## [GOAL]
Display every line in the records below that contains the word "nose".

## begin RECORDS TO USE

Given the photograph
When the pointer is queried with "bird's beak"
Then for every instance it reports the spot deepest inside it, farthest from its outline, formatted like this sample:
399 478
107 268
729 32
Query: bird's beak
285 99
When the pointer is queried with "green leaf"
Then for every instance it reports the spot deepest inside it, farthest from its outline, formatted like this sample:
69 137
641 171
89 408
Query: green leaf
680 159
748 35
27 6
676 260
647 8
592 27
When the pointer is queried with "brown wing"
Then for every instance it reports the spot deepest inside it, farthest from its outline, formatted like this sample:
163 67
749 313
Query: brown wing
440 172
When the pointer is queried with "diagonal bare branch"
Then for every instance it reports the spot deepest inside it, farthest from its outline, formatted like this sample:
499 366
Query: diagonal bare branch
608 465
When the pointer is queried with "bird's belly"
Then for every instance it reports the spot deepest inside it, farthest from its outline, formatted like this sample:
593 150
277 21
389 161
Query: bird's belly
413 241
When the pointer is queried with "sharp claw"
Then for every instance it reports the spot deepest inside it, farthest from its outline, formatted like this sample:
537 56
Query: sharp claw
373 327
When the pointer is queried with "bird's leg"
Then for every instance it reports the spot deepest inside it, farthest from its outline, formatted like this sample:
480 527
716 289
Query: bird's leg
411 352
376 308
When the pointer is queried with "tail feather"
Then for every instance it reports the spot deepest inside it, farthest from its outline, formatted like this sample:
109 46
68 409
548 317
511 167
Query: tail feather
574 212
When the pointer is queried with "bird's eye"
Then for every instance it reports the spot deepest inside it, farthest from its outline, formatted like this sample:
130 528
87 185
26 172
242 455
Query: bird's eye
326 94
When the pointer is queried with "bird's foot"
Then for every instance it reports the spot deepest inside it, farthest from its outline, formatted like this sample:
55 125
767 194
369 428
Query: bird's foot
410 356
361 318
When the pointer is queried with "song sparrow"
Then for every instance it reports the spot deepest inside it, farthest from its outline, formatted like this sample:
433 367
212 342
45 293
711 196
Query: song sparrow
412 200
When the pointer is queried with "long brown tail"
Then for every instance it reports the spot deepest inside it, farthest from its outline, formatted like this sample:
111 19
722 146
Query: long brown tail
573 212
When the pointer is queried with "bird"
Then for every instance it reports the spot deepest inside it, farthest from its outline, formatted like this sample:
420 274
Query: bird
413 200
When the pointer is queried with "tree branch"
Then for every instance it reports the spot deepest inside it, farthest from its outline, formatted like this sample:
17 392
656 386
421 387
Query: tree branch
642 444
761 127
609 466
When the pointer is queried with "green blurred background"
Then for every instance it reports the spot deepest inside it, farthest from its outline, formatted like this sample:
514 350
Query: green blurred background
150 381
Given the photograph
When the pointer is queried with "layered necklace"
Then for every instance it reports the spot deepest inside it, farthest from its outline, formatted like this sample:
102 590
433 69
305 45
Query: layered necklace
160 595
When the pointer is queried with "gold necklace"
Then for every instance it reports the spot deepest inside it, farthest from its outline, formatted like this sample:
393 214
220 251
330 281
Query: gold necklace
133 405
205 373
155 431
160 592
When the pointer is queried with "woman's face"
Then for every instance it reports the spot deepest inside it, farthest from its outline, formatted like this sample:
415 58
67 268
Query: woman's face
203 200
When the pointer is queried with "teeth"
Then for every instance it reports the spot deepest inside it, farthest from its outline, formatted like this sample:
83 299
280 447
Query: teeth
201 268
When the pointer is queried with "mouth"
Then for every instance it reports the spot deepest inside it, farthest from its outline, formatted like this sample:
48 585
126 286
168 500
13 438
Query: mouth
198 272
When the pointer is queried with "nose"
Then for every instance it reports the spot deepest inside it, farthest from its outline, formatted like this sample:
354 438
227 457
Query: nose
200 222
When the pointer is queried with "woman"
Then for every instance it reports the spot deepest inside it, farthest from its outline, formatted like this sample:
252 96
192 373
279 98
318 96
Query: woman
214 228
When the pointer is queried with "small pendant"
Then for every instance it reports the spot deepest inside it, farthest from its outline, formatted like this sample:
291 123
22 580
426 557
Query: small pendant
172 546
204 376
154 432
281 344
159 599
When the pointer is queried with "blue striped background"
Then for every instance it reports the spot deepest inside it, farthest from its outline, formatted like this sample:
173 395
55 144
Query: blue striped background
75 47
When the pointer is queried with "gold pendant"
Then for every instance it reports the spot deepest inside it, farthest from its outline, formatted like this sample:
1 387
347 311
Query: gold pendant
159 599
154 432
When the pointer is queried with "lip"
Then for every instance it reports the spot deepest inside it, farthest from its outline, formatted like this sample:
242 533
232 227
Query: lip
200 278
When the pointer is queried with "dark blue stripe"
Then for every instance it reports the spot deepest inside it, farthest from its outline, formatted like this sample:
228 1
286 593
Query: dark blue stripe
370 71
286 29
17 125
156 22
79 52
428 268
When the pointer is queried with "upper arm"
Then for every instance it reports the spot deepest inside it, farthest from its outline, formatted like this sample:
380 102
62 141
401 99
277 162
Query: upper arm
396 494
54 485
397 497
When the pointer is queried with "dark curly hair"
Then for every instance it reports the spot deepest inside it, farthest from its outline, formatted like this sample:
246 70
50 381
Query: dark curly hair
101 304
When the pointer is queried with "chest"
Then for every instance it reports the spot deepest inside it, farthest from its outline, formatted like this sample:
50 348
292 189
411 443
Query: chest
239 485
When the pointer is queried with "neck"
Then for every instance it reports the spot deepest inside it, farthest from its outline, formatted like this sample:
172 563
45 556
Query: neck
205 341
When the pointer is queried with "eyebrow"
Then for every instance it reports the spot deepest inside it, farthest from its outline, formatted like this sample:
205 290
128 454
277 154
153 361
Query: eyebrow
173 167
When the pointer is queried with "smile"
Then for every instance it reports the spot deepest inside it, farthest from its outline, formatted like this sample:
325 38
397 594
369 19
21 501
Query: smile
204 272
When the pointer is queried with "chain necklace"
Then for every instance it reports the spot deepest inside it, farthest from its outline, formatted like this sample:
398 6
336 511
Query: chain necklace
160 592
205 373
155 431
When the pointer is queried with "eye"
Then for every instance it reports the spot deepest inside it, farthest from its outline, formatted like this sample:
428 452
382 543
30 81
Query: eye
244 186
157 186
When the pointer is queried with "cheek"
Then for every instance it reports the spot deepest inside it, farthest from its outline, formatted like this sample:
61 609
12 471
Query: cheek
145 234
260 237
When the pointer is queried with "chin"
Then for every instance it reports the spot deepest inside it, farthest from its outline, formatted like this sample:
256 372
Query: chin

## end RECORDS TO USE

## [WRITTEN ANSWER]
When the pointer is queried with "nose"
Query: nose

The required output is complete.